▸ **Direction**: Reproduce verbatim every line from the one that includes "Each instance receives one keypoint. Tag the person" to the closing line of the entries; omit everything before it.

(Pointing and labeling entries)
'''
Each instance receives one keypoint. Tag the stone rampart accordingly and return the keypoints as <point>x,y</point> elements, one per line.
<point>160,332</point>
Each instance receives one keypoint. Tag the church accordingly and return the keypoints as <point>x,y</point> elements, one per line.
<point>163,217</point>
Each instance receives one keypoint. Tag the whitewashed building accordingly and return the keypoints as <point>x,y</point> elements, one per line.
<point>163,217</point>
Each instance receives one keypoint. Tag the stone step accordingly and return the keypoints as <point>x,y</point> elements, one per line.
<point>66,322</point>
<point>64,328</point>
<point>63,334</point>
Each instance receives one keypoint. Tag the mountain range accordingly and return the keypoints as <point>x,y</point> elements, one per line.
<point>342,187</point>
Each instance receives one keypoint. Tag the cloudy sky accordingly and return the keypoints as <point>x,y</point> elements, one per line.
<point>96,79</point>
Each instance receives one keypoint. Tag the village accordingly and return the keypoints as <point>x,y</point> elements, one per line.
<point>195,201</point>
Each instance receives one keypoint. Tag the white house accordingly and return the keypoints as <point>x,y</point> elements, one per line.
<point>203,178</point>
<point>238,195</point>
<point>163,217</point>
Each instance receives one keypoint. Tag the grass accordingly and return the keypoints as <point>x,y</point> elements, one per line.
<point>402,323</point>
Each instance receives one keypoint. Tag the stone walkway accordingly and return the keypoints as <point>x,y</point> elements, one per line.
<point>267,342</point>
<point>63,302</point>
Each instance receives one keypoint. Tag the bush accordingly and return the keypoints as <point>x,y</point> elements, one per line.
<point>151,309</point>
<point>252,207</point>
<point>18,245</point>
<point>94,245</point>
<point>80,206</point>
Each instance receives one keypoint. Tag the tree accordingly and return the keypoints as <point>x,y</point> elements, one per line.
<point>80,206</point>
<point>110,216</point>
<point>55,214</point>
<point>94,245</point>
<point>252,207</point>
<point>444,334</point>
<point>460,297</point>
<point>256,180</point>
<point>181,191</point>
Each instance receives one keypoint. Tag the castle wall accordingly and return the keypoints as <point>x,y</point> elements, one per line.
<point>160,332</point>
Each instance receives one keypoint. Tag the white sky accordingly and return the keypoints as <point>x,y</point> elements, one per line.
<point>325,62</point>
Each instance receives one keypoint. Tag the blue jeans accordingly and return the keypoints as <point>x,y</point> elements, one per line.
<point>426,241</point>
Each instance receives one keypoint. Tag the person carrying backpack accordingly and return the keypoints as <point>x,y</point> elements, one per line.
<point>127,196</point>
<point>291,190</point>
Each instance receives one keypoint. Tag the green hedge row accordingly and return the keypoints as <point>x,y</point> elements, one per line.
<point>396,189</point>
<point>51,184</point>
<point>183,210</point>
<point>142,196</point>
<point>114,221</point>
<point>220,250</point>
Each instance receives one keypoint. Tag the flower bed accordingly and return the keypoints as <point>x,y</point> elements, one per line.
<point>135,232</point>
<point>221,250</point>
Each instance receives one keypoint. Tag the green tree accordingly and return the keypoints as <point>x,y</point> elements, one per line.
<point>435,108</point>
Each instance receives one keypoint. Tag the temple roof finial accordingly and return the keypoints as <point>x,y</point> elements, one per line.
'''
▸ **Full answer**:
Each instance receives one keypoint. Tag the person carrying backpack accordingly and return the keypoints as <point>x,y</point> elements, one per line.
<point>127,196</point>
<point>291,190</point>
Each instance receives one keypoint. Tag the green hedge row accordingly and return the keypoints as <point>x,y</point> elements, one per line.
<point>396,189</point>
<point>51,184</point>
<point>183,210</point>
<point>142,196</point>
<point>114,221</point>
<point>220,250</point>
Each instance receives one keypoint. Tag the flower bed accordingly and return the keypoints as <point>x,y</point> elements, one per line.
<point>135,232</point>
<point>221,250</point>
Each instance receives one keypoint. Tag the green tree accordingly and return the keypoints as <point>x,y</point> elements, one per line.
<point>435,108</point>
Each instance receives one keypoint. Tag the temple roof finial accordingly and return the keypoints as <point>x,y</point> elements, one per line.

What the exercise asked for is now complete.